TO DO: For the records below, print the lines from the line with "Place a point on every instance of the camera, shaped" through the line with "pixel 133 225" exactly as written; include both end lines and exclude the rest.

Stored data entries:

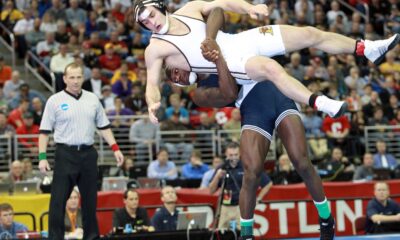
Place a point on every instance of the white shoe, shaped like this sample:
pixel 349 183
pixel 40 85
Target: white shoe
pixel 375 50
pixel 331 107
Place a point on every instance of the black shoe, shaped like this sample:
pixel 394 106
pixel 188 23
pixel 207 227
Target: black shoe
pixel 327 228
pixel 246 238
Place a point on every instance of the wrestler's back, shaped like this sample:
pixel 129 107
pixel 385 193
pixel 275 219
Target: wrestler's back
pixel 184 47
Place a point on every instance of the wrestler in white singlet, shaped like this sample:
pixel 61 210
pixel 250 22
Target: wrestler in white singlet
pixel 236 48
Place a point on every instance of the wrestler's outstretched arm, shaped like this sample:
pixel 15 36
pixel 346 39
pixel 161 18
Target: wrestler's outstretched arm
pixel 203 8
pixel 153 97
pixel 238 6
pixel 226 93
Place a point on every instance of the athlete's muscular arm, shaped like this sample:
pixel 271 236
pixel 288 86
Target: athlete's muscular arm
pixel 215 22
pixel 227 84
pixel 153 96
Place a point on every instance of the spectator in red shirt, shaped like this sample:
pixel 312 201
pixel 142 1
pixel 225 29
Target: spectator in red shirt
pixel 15 117
pixel 117 12
pixel 120 47
pixel 337 130
pixel 5 71
pixel 109 61
pixel 28 127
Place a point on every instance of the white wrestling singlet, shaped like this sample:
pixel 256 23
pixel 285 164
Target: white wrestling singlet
pixel 236 48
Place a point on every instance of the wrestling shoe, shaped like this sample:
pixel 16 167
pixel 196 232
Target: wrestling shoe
pixel 375 50
pixel 327 228
pixel 246 238
pixel 331 107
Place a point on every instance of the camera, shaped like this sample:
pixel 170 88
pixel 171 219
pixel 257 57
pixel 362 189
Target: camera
pixel 226 165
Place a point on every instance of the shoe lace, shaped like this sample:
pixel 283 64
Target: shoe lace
pixel 327 231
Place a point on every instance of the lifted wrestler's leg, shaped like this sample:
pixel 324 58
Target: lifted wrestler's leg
pixel 335 43
pixel 260 68
pixel 253 150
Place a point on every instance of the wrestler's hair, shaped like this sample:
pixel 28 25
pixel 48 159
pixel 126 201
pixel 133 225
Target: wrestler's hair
pixel 139 6
pixel 5 207
pixel 168 72
pixel 130 190
pixel 232 145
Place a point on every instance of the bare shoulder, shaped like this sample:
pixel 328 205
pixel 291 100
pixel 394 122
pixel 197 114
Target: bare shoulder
pixel 158 49
pixel 191 9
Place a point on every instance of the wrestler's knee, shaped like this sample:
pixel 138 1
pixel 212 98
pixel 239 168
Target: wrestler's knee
pixel 262 68
pixel 303 165
pixel 252 169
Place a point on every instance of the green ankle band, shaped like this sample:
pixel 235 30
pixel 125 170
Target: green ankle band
pixel 42 156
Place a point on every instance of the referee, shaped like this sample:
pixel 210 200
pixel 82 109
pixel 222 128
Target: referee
pixel 74 114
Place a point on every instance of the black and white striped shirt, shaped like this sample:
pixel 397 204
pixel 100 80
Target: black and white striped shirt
pixel 73 118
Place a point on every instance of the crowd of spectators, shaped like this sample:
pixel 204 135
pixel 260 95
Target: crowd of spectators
pixel 104 38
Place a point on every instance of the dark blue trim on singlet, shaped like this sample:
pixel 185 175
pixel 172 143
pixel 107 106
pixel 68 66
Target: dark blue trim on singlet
pixel 264 107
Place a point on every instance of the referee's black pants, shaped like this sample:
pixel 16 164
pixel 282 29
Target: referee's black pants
pixel 74 167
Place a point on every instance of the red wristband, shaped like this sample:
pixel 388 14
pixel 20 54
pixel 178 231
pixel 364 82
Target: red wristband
pixel 114 147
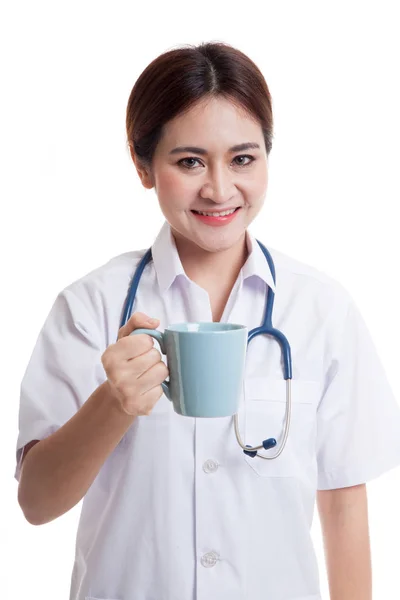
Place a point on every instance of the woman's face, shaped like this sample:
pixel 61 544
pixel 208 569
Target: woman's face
pixel 212 180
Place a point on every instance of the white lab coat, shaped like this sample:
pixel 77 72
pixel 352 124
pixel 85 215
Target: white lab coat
pixel 178 512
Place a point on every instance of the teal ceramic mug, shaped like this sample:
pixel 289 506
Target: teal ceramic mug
pixel 206 363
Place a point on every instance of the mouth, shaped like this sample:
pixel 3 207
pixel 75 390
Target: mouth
pixel 216 217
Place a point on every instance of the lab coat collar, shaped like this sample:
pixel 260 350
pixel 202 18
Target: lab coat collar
pixel 168 264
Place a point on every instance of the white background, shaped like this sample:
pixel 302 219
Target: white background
pixel 71 198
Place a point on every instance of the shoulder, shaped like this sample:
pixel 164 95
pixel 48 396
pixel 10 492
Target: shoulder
pixel 298 278
pixel 114 273
pixel 94 302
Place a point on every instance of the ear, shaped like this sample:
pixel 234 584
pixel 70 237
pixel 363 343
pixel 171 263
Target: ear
pixel 144 173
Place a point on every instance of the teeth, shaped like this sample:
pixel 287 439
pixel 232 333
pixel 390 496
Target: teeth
pixel 214 214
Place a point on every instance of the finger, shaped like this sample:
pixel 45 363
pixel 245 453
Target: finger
pixel 137 321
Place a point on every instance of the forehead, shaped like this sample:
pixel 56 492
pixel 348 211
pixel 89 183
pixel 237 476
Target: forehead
pixel 211 120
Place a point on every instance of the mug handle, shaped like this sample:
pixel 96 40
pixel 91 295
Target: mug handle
pixel 159 337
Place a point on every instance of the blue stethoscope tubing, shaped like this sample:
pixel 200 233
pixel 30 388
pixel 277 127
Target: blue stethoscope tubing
pixel 265 328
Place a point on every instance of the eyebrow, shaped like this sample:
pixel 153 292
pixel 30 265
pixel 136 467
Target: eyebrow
pixel 196 150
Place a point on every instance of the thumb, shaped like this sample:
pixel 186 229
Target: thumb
pixel 137 321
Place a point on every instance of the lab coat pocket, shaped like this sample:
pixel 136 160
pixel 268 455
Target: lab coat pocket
pixel 265 403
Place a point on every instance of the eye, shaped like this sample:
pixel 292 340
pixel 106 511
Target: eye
pixel 191 158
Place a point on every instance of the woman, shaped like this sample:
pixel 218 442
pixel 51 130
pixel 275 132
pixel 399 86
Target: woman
pixel 173 509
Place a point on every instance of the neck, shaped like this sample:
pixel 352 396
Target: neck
pixel 208 269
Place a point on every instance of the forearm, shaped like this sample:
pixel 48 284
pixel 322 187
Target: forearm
pixel 58 471
pixel 344 523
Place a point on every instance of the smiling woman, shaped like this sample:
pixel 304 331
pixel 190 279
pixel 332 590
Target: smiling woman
pixel 173 507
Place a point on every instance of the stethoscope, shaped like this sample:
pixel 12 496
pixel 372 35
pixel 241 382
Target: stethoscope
pixel 266 327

SOLUTION TO THE EXERCISE:
Place a point on every instance of the camera, shaped like this sample:
pixel 170 88
pixel 171 219
pixel 257 57
pixel 362 189
Target: camera
pixel 226 165
Place a point on every instance of the shoe lace, shaped like this sample:
pixel 283 64
Target: shoe lace
pixel 327 231
Place a point on every instance of the lifted wrestler's leg, shaped like this sample:
pixel 324 58
Target: lifted wrestler's leg
pixel 335 43
pixel 260 68
pixel 253 150
Place a point on every instance of the wrestler's hair, shaped like this sample:
pixel 28 25
pixel 48 159
pixel 126 201
pixel 133 225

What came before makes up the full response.